● WRITTEN PROBLEM: Print the lines below unchanged, taking only the stretch from the line containing "The function MUST provide one marker per instance of the light" through the last of the rows.

[Rows from a data source]
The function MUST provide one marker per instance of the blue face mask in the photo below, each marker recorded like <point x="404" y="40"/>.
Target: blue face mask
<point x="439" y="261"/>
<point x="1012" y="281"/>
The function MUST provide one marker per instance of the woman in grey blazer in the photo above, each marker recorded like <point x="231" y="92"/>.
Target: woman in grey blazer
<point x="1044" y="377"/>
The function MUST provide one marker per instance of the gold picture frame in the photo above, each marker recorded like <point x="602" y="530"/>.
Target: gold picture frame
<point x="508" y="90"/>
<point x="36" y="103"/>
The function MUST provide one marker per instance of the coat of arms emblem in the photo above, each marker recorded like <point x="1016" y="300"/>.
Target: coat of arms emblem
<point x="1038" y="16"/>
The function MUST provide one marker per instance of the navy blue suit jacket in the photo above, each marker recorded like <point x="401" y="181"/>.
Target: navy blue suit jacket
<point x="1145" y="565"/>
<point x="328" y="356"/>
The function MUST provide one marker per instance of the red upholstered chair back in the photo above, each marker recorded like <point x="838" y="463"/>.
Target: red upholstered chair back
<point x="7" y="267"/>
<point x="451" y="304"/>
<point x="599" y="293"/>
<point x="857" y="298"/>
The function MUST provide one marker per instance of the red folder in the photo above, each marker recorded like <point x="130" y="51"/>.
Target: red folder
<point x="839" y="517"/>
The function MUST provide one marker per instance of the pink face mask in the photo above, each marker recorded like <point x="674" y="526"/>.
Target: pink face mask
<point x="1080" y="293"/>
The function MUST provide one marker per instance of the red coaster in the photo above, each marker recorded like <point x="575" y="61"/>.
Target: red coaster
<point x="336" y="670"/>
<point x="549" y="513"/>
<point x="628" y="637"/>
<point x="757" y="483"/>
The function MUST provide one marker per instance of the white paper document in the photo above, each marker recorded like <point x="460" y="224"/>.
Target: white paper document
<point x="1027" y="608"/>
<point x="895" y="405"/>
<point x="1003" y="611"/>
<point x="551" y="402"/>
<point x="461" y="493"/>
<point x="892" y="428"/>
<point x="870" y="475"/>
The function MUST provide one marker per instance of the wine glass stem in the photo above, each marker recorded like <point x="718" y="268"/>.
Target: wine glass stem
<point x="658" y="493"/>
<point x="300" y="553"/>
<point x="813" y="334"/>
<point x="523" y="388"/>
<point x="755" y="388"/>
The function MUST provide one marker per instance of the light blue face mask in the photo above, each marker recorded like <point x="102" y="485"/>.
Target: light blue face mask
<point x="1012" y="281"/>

● WRITTEN RESPONSE:
The function MUST provide one marker per instance of the light blue face mask in the photo above, each marker recorded like <point x="102" y="485"/>.
Target: light blue face mask
<point x="1012" y="281"/>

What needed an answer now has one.